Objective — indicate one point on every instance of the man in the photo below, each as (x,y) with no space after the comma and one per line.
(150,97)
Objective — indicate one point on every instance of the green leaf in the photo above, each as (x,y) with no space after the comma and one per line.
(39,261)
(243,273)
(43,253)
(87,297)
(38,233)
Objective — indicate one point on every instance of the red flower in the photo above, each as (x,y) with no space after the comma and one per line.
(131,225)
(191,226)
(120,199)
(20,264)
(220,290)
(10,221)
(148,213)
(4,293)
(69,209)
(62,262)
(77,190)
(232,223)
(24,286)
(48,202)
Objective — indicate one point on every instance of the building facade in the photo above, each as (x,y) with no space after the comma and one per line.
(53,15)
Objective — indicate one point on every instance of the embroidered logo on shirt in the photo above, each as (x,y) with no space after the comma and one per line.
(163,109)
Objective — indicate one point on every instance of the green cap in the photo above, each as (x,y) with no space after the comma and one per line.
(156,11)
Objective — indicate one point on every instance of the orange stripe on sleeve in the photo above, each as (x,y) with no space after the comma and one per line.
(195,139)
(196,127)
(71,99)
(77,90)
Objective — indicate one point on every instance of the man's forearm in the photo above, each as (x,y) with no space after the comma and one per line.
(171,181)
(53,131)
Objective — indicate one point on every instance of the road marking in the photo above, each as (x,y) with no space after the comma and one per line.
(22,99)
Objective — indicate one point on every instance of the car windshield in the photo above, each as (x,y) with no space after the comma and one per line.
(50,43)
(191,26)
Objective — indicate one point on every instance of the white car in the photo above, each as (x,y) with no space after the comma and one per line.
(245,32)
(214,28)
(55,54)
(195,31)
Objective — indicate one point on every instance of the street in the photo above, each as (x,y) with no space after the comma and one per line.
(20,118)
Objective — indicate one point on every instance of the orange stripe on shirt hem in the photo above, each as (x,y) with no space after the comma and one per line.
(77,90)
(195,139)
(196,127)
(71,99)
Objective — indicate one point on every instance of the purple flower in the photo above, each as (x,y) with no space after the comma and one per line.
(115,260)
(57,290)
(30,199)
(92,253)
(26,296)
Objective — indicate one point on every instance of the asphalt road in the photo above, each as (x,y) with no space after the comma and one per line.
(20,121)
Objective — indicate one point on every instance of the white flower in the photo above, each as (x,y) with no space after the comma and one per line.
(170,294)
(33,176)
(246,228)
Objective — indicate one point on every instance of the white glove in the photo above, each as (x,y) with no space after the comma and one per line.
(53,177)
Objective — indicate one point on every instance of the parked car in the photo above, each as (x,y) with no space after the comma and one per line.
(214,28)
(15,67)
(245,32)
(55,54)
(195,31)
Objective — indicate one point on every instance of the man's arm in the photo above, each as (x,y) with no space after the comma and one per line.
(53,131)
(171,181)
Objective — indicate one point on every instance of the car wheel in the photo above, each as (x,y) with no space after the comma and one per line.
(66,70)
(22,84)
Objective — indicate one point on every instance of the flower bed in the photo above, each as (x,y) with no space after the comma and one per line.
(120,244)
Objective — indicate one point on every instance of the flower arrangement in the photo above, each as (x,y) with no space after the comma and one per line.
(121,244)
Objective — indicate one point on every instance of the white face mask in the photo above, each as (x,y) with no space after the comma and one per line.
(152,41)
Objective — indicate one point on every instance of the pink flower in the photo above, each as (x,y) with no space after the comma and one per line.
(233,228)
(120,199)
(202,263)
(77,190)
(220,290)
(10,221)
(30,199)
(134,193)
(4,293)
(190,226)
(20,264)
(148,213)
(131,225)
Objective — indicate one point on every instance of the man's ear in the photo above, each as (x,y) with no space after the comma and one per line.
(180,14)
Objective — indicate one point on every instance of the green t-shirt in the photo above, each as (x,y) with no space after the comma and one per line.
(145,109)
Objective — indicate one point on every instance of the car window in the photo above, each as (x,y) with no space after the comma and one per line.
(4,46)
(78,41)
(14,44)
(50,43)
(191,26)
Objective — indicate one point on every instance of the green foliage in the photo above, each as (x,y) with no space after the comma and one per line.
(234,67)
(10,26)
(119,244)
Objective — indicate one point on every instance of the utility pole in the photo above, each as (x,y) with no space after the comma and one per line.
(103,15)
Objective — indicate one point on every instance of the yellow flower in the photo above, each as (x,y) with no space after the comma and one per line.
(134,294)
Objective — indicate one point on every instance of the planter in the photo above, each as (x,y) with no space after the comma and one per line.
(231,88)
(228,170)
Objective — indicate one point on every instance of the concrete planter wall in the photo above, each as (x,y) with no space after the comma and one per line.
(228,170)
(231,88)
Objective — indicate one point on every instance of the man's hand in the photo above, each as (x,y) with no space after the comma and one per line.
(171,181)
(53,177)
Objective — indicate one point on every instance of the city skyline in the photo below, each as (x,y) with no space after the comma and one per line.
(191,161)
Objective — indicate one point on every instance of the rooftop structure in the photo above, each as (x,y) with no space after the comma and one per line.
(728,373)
# # # # #
→ **WRITTEN PROBLEM**
Please reproduce all of the rows above word for word, keeping every line in its original order.

→ **ANSWER TO THE EXERCISE**
Objective — indicate one point on every instance of the man in the photo below, each as (x,y) with no space after the comma and one per line.
(150,97)
Objective — indicate one point on every instance of the green leaf in the photo above, each as (x,y) with no space after the comma and one per line.
(39,261)
(243,273)
(43,253)
(87,297)
(38,233)
Objective — indicate one point on every instance of the red flower in the photo above, each as (x,y) with no space after the comma and one per line.
(131,225)
(191,226)
(120,199)
(20,264)
(220,290)
(10,221)
(148,213)
(4,293)
(69,209)
(62,262)
(77,190)
(232,223)
(24,286)
(48,202)
Objective — indicate one point on every instance of the building facade in the photo above, each as (x,y) with no space after the comma and one per line.
(53,15)
Objective — indicate one point on every instance of the embroidered logo on shirt in the photo above, each as (x,y) with no space after the comma and one per line.
(163,109)
Objective — indicate one point on every instance of the green cap in the photo above, each as (x,y) with no space after the comma and one per line.
(156,11)
Objective — indicate one point on every instance of the orange stripe on sleeve in the photo above, each as (x,y) with no space after the comma and one per line.
(195,139)
(196,127)
(71,99)
(77,90)
Objective — indicate one point on every instance of the man's forearm in the photo above, each as (x,y) with no space after the comma and one per line.
(171,181)
(53,131)
Objective — indicate one point on every instance of the road marking in the photo above, each as (x,y) with no space after the comma and one per line.
(22,99)
Objective — indicate one point on every instance of the car windshield in the photo above, each as (x,y) with no space after the comma and one per line.
(50,43)
(191,26)
Objective — indicate one point on every instance of the white car in the photo above, each as (x,y) with no space after the comma and one per line.
(245,32)
(214,28)
(55,54)
(195,31)
Objective — indicate one point on every instance of the street in the photo above, each as (x,y) with no space after the comma and one per line.
(20,118)
Objective — indicate one point on every instance of the orange stripe on shirt hem in the photo above, each as (x,y) with no space after the comma and one per line.
(77,90)
(195,139)
(196,127)
(71,99)
Objective — indicate one point on every instance of the purple flower in the photo above, each as (x,y) with no space after the comma and one per line.
(115,260)
(57,290)
(30,199)
(92,253)
(26,296)
Objective — indicate one point on every instance of the asphalt road in the photo above, each as (x,y) with no space after the comma and one per line.
(20,121)
Objective — indicate one point on every instance of the white flower in the photo above, each as (x,y) with no space after the comma and one per line.
(170,294)
(33,176)
(246,228)
Objective — indicate one point on every instance of the white glove in the photo above, each as (x,y) with no space after the comma and one per line.
(53,177)
Objective — indicate one point on every instance of the parked car in the photo above, each as (x,y) with no space after the comma and one per line.
(214,28)
(15,67)
(245,32)
(55,54)
(195,31)
Objective — indicate one point on every instance of the man's arm in the photo above, each as (x,y) with no space after the comma and one per line.
(53,131)
(171,181)
Objective — indicate one point on every instance of the car wheel in the photo above, each as (x,y) with no space after the comma and one per line.
(66,70)
(22,84)
Objective — indicate one point on every instance of the flower bed in the photo above, each as (x,y) with no space after the comma and one per line.
(120,244)
Objective — indicate one point on every instance of the flower arrangement in the photo above, each as (x,y) with no space after the comma and one per line.
(121,244)
Objective — indicate one point on every instance of the white face mask in the photo above, each as (x,y) with no space after the comma and one per line.
(152,41)
Objective — indicate one point on every instance of the pink flower in the photo above, each as (x,y) with no space after the comma and one per line.
(233,228)
(120,199)
(202,263)
(77,190)
(220,290)
(10,221)
(30,199)
(134,193)
(4,293)
(190,226)
(20,264)
(148,213)
(131,225)
Objective — indicate one point on every instance of the man's ear in the photo above, each as (x,y) with no space after the comma and one per line.
(180,14)
Objective — indicate one point on every instance of the green t-shirt in the photo above, each as (x,y) with no space after the comma and one per line.
(145,109)
Objective — indicate one point on every instance of the car window in the photo above, each as (x,y) with no space after the comma and one per line.
(4,46)
(78,41)
(14,44)
(50,43)
(191,26)
Objective — indicate one point on every instance of the green foliage in the photo above, each as (x,y) with no space after the comma and one per line.
(234,67)
(10,26)
(119,244)
Objective — indicate one point on every instance of the utility pole in the photo above, each as (x,y) with no space after the comma and one per line.
(103,15)
Objective — indicate one point on every instance of the yellow flower in the photo above, each as (x,y) with no space after the comma and one per line.
(134,294)
Objective — indicate one point on every instance of the planter in the photo above, each as (x,y) with no space after the comma and one per line.
(231,88)
(228,170)
Objective — indicate one point on every instance of the concrete planter wall in the photo above, each as (x,y) with no space after the comma and one per line.
(228,170)
(231,88)
Objective — indicate one point on every instance of the man's hand in the photo above, each as (x,y) with no space after the comma and one per line.
(171,181)
(53,177)
Objective — indicate one point on every instance of the city skyline in the photo below, each as (x,y) with no space after the comma and one per line.
(191,161)
Objective — indicate one point on every instance of the rooftop structure in the photo above, each as (x,y) with no space after the comma and one per line.
(728,373)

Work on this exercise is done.